■ Your task
Print the full text on the Endocrinology pathways project below, reproducing it without any alteration.

--- Text provided Enclosed Below ---

Endocrinology Pathways

For NHS, NES Digital Service

This project lay the foundations for developing a service patterns approach for health and care. Working on Endocrinology pathways as a concrete area to improve, it identified common steps that occur across NHS pathways and common tasks that clinicians and patients have to complete repeatedly. Working on solutions for these in the specific context of Endocrinology, could mean discovering patterns of what works well and applying those again and again as a basic template to be adapted and developed further.

I adapted the scope and activities of this project countless times to deliver meaningful outputs and allow for feasible working patterns with the challenging context of 2020 lockdowns and rapidly changing policy decisions and NHS priorities. While the project was set up to focus on clinician interviews and designing an interface for a digital product, I was able to bring the patient experience to the centre and direct the work towards transforming an end-to-end service.


NHS pathways are services, and it is perfectly possible to design them to work better for patients, staff, and the organisation. However, working inside the NHS often means working with people who are not familiar with design approaches or methodologies and can be skeptical. This often includes skepticism and reluctance around working directly with any users of the service, which was the biggest challenge for this project.

To collaborate effectively, I made sure to evidence all decisions, visualise what has been found and what is proposed, and work in the open where my team and stakeholders could see and feedback on everything. I also interviewed one patient and brought their experience continuously back to become the centre of the project. This is by no means a good standard for involvement or co-design, but was a big step forward from where I started.

Step 1: Agreeing the Brief

I revised the timeline and design brief several times with stakeholders and project team to make sure everyone is agreed on where we are going and how we are getting there.

Step 2: Desk research, interviews, and digital ethnography

Initially I was mostly given access to internal documents and existing strategic plans for transforming the service through the use of a digital product. I also spoke to twelve Endocrinology consultants and two nurses across Scotland, understanding how services currently differ locally and why, and where the key issues lie. Using desk research, I was able to show how valuable a patient perspective can be, and was finally able to also interview a patient as a result. With 2020 lockdowns, involving patients got even more difficult unfortunately. So I focused on digital ethnography which meant immersing myself in online spaces Endocrinology patients hang out in.

--- End of Enclosed Text provided ---
--- Source data Enclosed Below ---

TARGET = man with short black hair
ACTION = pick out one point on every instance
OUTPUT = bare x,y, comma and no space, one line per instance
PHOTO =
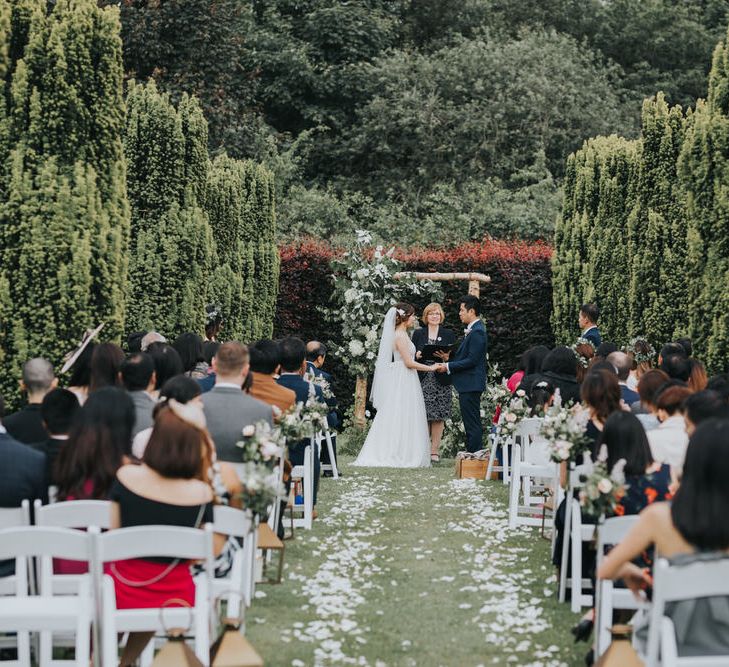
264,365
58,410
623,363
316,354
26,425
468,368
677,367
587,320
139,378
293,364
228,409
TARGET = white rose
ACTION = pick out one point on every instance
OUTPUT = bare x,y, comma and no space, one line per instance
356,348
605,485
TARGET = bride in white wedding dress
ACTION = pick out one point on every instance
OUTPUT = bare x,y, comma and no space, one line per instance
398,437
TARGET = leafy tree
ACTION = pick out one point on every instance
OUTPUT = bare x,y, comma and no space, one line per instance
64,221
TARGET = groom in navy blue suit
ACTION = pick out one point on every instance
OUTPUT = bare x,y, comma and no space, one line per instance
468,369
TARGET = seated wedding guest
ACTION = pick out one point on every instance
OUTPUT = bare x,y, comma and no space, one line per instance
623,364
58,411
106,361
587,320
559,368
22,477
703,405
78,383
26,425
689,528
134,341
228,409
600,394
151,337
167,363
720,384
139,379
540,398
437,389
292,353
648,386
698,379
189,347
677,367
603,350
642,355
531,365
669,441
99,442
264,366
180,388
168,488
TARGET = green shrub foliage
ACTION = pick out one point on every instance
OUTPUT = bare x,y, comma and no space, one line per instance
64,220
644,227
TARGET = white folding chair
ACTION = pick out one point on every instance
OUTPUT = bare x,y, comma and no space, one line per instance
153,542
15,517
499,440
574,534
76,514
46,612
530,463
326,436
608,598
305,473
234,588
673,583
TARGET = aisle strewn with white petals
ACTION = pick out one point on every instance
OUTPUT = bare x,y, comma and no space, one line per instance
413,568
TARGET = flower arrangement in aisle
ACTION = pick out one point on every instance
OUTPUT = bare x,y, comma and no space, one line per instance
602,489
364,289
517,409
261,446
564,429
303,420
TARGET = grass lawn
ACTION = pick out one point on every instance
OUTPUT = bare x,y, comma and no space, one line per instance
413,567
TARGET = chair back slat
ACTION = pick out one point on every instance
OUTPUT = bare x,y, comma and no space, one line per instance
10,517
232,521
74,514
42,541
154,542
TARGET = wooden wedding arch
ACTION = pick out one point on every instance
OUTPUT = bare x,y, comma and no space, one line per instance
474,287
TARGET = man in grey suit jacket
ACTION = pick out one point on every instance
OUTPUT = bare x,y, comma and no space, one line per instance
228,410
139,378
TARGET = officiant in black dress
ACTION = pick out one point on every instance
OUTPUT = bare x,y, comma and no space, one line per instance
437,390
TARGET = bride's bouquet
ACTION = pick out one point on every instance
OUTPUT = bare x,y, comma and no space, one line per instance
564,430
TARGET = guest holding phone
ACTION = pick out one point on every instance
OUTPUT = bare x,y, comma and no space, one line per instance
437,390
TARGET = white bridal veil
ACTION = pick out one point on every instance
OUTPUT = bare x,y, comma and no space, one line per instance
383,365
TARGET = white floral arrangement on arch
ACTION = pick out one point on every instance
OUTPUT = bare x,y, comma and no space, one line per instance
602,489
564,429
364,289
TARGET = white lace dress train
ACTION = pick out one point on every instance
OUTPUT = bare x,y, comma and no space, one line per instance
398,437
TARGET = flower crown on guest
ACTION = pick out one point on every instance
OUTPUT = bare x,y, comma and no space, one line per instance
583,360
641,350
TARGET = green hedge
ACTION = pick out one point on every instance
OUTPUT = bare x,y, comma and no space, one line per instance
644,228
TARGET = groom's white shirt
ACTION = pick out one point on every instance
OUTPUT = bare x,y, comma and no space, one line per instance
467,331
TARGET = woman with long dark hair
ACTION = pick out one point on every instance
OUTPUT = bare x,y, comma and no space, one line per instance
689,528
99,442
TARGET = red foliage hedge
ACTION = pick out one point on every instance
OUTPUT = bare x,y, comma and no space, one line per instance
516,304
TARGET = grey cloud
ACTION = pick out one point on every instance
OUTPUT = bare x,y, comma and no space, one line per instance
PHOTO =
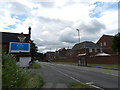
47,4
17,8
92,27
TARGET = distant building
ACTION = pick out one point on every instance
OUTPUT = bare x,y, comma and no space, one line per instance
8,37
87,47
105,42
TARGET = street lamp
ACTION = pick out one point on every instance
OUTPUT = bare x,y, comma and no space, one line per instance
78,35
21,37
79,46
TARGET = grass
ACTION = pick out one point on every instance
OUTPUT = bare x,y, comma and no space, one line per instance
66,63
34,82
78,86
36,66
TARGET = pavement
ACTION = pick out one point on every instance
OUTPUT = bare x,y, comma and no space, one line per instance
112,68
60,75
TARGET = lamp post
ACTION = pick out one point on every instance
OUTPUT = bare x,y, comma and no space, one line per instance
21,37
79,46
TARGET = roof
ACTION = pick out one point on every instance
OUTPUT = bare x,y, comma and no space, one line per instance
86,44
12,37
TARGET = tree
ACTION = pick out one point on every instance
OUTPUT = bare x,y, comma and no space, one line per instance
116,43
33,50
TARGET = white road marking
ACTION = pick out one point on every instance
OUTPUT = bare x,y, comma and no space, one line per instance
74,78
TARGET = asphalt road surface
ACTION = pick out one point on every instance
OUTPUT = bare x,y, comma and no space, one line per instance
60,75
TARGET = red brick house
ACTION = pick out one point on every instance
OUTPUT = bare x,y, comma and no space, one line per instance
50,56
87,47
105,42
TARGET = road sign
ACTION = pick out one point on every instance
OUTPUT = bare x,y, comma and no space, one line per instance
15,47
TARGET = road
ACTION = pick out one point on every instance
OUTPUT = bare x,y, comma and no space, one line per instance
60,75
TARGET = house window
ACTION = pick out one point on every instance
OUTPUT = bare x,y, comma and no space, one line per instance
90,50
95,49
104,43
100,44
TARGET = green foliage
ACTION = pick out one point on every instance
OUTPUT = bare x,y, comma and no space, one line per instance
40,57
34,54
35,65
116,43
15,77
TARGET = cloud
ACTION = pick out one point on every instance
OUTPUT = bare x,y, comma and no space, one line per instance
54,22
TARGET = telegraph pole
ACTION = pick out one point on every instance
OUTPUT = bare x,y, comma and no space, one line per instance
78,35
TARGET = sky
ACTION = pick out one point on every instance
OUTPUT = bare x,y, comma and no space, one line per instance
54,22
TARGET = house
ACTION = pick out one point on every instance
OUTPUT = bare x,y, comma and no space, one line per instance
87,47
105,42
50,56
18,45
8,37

--- End of Enclosed Source data ---

■ Response area
Endocrinology Pathways

For NHS, NES Digital Service

This project lay the foundations for developing a service patterns approach for health and care. Working on Endocrinology pathways as a concrete area to improve, it identified common steps that occur across NHS pathways and common tasks that clinicians and patients have to complete repeatedly. Working on solutions for these in the specific context of Endocrinology, could mean discovering patterns of what works well and applying those again and again as a basic template to be adapted and developed further.

I adapted the scope and activities of this project countless times to deliver meaningful outputs and allow for feasible working patterns with the challenging context of 2020 lockdowns and rapidly changing policy decisions and NHS priorities. While the project was set up to focus on clinician interviews and designing an interface for a digital product, I was able to bring the patient experience to the centre and direct the work towards transforming an end-to-end service.


NHS pathways are services, and it is perfectly possible to design them to work better for patients, staff, and the organisation. However, working inside the NHS often means working with people who are not familiar with design approaches or methodologies and can be skeptical. This often includes skepticism and reluctance around working directly with any users of the service, which was the biggest challenge for this project.

To collaborate effectively, I made sure to evidence all decisions, visualise what has been found and what is proposed, and work in the open where my team and stakeholders could see and feedback on everything. I also interviewed one patient and brought their experience continuously back to become the centre of the project. This is by no means a good standard for involvement or co-design, but was a big step forward from where I started.

Step 1: Agreeing the Brief

I revised the timeline and design brief several times with stakeholders and project team to make sure everyone is agreed on where we are going and how we are getting there.

Step 2: Desk research, interviews, and digital ethnography

Initially I was mostly given access to internal documents and existing strategic plans for transforming the service through the use of a digital product. I also spoke to twelve Endocrinology consultants and two nurses across Scotland, understanding how services currently differ locally and why, and where the key issues lie. Using desk research, I was able to show how valuable a patient perspective can be, and was finally able to also interview a patient as a result. With 2020 lockdowns, involving patients got even more difficult unfortunately. So I focused on digital ethnography which meant immersing myself in online spaces Endocrinology patients hang out in.